══ RECORDS FOR THIS TASK

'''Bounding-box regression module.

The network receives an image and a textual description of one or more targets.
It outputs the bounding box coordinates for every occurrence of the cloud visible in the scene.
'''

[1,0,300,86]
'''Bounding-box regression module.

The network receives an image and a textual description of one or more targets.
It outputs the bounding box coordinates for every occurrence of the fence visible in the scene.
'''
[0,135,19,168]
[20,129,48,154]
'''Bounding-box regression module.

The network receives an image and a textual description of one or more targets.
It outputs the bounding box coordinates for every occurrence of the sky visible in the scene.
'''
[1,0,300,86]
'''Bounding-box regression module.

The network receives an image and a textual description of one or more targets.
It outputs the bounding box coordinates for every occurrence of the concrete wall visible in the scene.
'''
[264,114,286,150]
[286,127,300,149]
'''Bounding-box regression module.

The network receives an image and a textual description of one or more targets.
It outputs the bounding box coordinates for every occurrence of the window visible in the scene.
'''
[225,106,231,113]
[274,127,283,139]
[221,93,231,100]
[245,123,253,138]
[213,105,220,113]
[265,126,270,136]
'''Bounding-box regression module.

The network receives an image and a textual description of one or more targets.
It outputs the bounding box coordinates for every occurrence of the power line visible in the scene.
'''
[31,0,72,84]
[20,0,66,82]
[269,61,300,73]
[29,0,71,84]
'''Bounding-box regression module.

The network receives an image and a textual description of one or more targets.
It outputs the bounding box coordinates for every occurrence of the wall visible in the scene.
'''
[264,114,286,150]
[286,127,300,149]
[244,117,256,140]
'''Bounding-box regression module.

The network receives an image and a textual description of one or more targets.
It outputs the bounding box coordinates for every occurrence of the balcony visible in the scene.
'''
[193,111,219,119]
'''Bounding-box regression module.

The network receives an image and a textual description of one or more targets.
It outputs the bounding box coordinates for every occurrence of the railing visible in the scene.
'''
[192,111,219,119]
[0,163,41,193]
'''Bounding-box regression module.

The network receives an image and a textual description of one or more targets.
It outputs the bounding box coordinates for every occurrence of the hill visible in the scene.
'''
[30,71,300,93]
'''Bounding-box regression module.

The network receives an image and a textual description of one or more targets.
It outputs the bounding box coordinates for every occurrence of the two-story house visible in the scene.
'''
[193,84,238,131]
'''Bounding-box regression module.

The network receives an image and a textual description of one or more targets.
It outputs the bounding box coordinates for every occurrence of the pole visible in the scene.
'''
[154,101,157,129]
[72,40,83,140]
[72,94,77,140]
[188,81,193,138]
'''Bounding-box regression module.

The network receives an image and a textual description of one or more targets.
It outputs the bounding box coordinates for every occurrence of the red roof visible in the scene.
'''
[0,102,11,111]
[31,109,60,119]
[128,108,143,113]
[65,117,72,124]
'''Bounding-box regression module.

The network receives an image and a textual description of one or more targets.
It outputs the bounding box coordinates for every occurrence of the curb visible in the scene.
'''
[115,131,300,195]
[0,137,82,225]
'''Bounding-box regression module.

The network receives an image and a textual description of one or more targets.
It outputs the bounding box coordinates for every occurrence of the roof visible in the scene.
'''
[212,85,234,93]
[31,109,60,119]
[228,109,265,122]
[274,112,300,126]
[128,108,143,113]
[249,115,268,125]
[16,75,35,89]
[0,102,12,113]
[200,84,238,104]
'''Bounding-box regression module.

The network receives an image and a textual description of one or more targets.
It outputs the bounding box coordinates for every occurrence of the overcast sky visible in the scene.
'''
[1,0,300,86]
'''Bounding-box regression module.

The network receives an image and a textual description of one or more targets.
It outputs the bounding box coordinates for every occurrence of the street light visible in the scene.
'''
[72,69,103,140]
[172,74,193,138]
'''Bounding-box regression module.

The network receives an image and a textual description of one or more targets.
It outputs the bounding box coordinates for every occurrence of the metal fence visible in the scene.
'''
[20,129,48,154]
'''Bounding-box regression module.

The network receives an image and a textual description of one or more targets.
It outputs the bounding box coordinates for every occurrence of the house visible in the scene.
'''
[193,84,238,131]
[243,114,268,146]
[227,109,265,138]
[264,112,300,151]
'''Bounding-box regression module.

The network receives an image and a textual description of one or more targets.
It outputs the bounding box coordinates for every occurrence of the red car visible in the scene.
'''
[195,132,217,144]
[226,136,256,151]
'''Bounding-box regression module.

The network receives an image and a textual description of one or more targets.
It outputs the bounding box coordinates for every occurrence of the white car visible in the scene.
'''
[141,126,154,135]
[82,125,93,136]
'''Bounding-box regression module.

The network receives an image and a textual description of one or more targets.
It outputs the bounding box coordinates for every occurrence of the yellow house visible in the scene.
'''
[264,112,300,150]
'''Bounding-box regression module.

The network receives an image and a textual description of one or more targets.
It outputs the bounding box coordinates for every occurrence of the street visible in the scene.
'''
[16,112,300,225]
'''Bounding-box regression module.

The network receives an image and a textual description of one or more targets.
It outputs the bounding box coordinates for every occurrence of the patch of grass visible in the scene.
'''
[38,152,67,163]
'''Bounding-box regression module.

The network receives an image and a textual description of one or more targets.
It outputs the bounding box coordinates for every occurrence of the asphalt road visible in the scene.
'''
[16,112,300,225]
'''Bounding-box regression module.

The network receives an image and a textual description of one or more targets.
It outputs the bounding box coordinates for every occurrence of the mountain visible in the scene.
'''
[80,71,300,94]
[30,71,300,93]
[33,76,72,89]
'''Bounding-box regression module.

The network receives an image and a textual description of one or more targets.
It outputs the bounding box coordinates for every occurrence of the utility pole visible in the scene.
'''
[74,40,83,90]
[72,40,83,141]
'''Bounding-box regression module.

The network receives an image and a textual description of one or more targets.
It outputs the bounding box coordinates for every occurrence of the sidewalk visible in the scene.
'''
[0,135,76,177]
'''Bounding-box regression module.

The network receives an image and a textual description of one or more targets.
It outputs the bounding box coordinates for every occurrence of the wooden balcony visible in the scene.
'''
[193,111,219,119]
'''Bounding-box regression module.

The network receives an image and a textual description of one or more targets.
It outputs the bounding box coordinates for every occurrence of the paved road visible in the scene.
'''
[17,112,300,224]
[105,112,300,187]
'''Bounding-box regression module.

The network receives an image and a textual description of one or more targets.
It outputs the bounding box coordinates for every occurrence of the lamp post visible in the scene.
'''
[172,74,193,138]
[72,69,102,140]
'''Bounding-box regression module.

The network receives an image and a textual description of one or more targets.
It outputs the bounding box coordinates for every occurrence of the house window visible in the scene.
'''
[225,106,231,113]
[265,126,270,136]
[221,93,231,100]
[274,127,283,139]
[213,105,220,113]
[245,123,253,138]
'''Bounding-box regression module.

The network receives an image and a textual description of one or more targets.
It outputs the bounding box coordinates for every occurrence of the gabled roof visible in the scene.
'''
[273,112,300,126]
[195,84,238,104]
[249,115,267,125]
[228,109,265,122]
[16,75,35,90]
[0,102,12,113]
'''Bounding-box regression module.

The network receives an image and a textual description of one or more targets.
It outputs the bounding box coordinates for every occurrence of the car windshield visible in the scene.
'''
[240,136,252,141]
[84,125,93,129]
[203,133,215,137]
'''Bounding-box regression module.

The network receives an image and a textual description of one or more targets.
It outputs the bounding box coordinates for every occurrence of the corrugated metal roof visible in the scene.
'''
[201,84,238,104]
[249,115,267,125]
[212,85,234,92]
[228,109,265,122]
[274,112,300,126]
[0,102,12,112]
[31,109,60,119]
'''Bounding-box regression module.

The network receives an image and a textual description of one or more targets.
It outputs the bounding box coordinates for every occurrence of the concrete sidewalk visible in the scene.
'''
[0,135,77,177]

════

** EXERCISE PROMPT **
Search the lines above for the string "road" and copy each line that has it.

** RESULT OF THE EXERCISE **
It outputs the bounding box coordinates for every occurrence of the asphalt road visible in the scene.
It outputs the bounding box coordinates for every occurrence of the paved road visible in the scene.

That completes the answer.